> LIST OF TASKS:
#1 According to the report summary on slow student loan repayers, why will some borrowers always hold their loans for many years or never repay them in full?
#2 Continue the report summary on slow student loan repayers from the point where it stops.

> PAGE TEXT:
+--

Slow repayers: The characteristics of borrowers who make slow progress in reducing their student loans

Publication Details

This report looks at people who used the Student Loan Scheme (SLS) and left tertiary study between 2000 and 2006, and focuses on those who make slow progress towards repaying their loans.

Author(s): Nick Chen and Michael Webster, Tertiary Sector Performance Analysis, Ministry of Education.

Date Published: March 2013

Executive Summary

Slow repayment of student loans means people hold loans for extended periods, and this results in higher costs to the government. Half of all those who left tertiary education with a student loan in 2006, and remained in New Zealand, are expected to have paid off their loans in full in 5.2 years and three-quarters will have paid off in less than 10 years.  But for people on low incomes, the repayment rules in the loan scheme mean their repayment obligations are reduced. This means that there will always be some people who hold their loans over many years and there will be some who never repay in full.  Understanding the characteristics of the people who are likely to repay slowly provides information that can help shape policy on the student support system.

+--

[Dataset entries]
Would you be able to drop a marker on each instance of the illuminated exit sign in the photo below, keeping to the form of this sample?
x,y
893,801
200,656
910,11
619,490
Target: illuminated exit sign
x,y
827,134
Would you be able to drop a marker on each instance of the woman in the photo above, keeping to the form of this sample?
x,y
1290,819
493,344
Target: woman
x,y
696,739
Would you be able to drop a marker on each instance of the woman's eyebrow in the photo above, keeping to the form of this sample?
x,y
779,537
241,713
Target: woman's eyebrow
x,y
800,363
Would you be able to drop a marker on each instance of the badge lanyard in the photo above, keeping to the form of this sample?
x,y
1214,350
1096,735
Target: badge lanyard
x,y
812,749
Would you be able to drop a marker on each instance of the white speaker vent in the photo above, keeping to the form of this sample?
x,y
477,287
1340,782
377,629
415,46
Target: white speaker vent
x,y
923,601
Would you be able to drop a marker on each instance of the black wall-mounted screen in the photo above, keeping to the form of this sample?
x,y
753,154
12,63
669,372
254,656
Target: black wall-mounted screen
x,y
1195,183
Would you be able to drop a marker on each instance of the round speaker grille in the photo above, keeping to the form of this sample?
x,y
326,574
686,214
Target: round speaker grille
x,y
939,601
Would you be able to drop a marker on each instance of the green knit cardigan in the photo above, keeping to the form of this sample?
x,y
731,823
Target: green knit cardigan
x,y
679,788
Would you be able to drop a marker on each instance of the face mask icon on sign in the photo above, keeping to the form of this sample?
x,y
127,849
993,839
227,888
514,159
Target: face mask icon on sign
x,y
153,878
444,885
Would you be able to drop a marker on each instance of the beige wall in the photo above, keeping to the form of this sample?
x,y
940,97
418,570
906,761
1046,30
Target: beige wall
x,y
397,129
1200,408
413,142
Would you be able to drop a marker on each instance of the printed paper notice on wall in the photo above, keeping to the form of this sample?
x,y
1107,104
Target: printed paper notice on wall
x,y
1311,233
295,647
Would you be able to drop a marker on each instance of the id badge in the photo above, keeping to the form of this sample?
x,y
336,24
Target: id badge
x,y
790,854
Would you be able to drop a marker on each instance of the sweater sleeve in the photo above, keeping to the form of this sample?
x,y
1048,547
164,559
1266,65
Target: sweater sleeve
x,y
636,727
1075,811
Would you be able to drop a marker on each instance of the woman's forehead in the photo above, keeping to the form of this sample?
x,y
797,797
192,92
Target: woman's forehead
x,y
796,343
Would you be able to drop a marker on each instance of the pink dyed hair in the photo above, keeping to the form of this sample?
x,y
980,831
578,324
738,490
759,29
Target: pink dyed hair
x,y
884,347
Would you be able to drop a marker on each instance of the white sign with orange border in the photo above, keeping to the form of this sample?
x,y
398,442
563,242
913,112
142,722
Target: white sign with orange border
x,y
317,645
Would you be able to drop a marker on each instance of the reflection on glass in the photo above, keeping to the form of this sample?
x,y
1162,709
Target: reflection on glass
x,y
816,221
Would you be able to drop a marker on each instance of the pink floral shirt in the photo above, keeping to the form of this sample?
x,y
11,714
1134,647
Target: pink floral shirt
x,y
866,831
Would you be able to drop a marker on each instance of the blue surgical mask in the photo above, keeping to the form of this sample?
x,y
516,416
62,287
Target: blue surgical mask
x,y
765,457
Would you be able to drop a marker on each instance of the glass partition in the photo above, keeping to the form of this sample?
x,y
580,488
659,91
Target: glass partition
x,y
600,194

+--

> ANSWERS FOR THE EXERCISE:
#1 For people on low incomes, the repayment rules in the loan scheme reduce their repayment obligations. As a result, some borrowers will always hold their loans over many years, and some will never repay in full.

#2
This report looks at people who used the Student Loan Scheme (SLS) and left tertiary study between 2000 and 2006, and focuses on those who make slow progress towards repaying their loans. It focuses on four cohorts of student loan borrowers, divided into two categories:

  • borrowers who left study in 2000, 2002 or 2004, before the introduction of interest-free loans for all New Zealand-based borrowers from April 2006;
  • borrowers who left study in 2006, following the introduction of the interest-free student loans policy.


It profiles those borrowers who made little or no progress in reducing their loans post-study. It also looks at the characteristics of borrowers who were always New Zealand-based after leaving study in 2006, and whose income was consistently below the student loan repayment threshold over the next three years.

Key Findings

Who were the slow repayers in the 2006 cohort?
46 percent of all borrowers who left study in 2006 still had 85 percent of their leaving balance outstanding after three years post-study. A significant proportion of borrowers who remained in New Zealand (40 percent) made little or no progress in repaying their loan over these three years, despite the removal of interest on their loans from 2006.

Slow repayers were more likely to:

  • be over 50 years old during their last study year
  • have studied below degree level
  • have failed to complete a qualification
  • have studied in fields where lower level courses were predominant, such as food and hospitality, society and culture, or creative arts
  • be Māori or Pasifika.


Borrowers who were overseas-based for a period after study were much more likely to be slow in repaying, compared with those New Zealand-based borrowers.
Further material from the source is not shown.